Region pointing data
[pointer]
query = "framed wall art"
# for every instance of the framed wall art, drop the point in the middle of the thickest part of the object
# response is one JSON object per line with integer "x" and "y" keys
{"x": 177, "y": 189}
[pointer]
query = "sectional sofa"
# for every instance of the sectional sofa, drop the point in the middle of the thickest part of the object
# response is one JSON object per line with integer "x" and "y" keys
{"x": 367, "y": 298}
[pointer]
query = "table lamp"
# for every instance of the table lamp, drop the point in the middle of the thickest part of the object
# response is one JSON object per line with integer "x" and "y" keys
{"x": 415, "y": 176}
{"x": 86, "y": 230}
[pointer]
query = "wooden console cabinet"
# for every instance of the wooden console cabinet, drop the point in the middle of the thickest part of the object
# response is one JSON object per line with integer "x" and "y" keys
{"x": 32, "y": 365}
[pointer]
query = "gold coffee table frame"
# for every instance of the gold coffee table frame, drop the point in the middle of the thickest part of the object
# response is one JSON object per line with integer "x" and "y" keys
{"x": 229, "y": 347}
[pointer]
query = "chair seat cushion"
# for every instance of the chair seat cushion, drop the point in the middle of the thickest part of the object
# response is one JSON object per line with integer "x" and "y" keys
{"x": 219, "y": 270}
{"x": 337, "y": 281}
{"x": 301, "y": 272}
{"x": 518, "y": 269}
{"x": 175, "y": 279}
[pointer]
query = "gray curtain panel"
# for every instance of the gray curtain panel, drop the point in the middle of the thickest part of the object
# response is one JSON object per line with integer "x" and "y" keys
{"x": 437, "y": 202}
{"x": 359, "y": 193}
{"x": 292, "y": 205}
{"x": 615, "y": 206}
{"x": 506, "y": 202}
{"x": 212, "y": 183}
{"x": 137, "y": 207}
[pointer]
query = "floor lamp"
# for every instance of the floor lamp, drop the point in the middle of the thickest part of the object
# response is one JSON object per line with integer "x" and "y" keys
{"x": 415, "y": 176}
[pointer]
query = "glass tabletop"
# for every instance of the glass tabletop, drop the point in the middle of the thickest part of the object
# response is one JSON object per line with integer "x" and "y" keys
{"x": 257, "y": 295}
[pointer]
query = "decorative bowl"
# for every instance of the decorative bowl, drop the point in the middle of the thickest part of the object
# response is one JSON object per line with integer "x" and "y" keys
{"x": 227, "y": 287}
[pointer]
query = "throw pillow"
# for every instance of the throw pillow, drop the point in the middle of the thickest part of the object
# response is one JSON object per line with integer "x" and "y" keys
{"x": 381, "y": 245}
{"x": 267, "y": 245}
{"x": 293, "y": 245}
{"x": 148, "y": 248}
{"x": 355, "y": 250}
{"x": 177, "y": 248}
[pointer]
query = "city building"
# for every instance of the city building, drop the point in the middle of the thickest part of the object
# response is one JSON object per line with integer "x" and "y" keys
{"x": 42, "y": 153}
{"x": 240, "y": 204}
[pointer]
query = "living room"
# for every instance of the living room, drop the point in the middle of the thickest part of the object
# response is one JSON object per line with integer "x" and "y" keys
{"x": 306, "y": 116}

==

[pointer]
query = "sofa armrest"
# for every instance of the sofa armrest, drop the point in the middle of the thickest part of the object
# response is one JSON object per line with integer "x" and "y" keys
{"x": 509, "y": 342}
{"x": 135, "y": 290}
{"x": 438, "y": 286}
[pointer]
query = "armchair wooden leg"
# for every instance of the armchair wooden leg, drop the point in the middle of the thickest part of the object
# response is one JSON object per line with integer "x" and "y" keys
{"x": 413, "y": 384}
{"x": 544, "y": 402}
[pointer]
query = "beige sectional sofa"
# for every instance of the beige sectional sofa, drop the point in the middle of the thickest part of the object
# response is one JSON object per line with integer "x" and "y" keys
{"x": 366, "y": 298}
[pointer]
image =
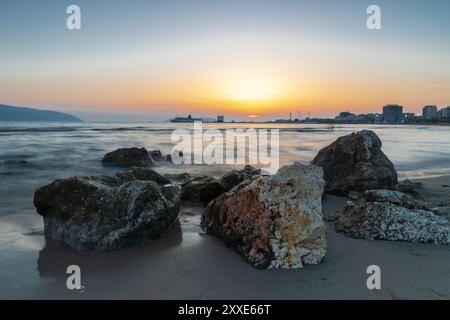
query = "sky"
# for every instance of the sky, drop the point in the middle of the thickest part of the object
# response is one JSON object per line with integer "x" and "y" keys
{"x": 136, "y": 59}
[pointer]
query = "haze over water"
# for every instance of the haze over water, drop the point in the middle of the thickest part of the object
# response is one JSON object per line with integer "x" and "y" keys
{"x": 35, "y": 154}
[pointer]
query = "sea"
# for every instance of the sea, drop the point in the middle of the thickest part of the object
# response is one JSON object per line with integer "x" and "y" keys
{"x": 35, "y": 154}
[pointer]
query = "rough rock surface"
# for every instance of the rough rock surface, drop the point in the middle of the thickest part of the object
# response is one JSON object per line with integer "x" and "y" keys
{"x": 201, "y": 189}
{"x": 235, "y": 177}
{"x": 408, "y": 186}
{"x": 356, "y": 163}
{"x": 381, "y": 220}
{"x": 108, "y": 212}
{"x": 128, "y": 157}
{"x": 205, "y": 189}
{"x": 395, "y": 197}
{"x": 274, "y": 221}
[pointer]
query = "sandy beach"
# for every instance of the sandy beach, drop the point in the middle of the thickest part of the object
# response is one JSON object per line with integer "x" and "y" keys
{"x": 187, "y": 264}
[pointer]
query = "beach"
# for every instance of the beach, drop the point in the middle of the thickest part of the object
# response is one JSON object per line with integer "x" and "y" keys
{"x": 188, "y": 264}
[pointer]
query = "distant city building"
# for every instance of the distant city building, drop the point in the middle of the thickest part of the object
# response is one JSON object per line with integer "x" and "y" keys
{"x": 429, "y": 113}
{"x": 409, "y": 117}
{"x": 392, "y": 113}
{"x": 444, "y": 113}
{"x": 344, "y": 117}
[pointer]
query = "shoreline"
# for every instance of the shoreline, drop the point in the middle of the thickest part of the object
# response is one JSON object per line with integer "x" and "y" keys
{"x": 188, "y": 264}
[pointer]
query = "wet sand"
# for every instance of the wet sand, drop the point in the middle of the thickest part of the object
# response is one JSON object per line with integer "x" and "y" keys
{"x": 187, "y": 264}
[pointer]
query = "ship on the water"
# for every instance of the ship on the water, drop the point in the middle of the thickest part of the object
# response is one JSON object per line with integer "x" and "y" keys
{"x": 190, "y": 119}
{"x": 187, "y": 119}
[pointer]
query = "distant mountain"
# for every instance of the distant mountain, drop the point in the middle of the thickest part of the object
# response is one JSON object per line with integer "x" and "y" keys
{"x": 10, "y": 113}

...

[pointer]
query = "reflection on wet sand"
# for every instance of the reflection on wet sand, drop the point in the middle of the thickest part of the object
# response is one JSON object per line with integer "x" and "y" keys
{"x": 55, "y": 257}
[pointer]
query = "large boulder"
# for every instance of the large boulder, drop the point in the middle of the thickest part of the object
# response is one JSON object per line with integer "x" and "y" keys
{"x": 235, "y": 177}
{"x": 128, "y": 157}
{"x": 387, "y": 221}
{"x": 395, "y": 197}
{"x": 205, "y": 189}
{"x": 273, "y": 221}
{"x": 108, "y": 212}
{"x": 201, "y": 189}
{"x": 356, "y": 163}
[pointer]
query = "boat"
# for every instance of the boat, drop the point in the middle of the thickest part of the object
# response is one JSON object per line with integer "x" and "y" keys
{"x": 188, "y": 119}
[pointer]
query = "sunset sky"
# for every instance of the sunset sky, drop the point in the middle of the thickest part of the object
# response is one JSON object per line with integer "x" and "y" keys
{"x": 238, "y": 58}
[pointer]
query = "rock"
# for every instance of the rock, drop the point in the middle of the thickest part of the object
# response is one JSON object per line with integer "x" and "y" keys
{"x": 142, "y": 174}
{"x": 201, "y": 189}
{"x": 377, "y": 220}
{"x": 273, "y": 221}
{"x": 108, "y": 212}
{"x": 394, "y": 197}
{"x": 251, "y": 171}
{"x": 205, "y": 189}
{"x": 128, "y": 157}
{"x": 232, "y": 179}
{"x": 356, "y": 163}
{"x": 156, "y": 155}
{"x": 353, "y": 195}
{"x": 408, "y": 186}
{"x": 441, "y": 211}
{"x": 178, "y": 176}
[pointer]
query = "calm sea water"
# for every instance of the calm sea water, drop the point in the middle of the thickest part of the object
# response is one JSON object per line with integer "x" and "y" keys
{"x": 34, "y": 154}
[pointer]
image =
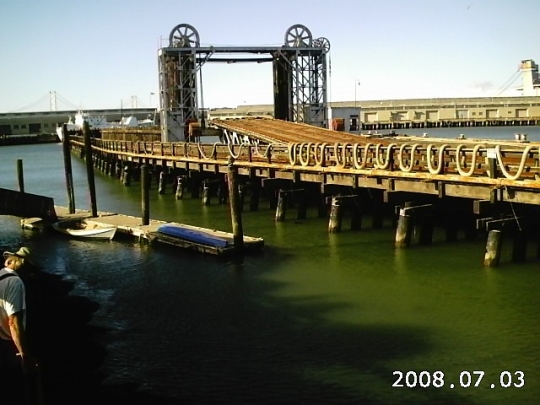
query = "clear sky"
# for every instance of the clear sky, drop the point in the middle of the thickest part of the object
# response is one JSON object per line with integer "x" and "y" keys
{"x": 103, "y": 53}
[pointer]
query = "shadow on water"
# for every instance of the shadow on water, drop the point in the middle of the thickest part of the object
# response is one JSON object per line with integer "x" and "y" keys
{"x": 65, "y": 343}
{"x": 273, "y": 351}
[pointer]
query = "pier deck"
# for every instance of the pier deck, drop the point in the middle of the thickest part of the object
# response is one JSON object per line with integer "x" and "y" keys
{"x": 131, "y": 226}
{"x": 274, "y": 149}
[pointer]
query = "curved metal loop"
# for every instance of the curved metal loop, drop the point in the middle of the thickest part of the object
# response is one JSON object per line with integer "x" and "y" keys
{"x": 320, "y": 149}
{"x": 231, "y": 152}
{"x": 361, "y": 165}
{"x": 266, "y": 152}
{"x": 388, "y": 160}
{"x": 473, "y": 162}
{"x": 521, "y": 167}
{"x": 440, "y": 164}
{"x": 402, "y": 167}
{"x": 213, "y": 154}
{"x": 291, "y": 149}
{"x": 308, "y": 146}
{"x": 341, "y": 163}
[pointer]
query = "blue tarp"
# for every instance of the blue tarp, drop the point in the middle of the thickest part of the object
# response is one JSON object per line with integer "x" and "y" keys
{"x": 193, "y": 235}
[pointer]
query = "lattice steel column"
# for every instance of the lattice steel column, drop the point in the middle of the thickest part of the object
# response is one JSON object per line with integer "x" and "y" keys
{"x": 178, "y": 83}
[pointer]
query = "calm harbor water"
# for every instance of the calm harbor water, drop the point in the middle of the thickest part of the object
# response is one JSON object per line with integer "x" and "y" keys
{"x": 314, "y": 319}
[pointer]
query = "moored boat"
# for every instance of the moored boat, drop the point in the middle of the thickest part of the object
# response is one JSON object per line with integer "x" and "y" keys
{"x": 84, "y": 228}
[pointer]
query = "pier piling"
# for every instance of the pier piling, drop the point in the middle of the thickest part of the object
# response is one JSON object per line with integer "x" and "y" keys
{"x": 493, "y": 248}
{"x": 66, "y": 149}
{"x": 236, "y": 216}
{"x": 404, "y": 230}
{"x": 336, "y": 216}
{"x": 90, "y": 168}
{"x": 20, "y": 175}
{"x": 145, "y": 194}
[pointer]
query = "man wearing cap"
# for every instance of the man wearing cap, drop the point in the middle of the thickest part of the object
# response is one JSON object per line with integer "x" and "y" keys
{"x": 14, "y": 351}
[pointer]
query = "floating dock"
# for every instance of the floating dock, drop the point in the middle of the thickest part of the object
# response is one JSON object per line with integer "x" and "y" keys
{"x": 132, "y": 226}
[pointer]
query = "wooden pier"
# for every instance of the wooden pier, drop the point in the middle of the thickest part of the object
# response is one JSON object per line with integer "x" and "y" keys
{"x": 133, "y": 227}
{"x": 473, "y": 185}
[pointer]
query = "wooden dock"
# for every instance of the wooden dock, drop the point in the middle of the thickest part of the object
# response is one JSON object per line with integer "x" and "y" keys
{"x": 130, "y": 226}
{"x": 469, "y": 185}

§ **WORK REQUIRED**
Where in the records does the word "haze" appear? Copy each line that holds it.

§ **RESULT OF THE TASK**
query = "haze over water"
# for every instance of the haze over water, drop the point in the middle of the thickest part of the object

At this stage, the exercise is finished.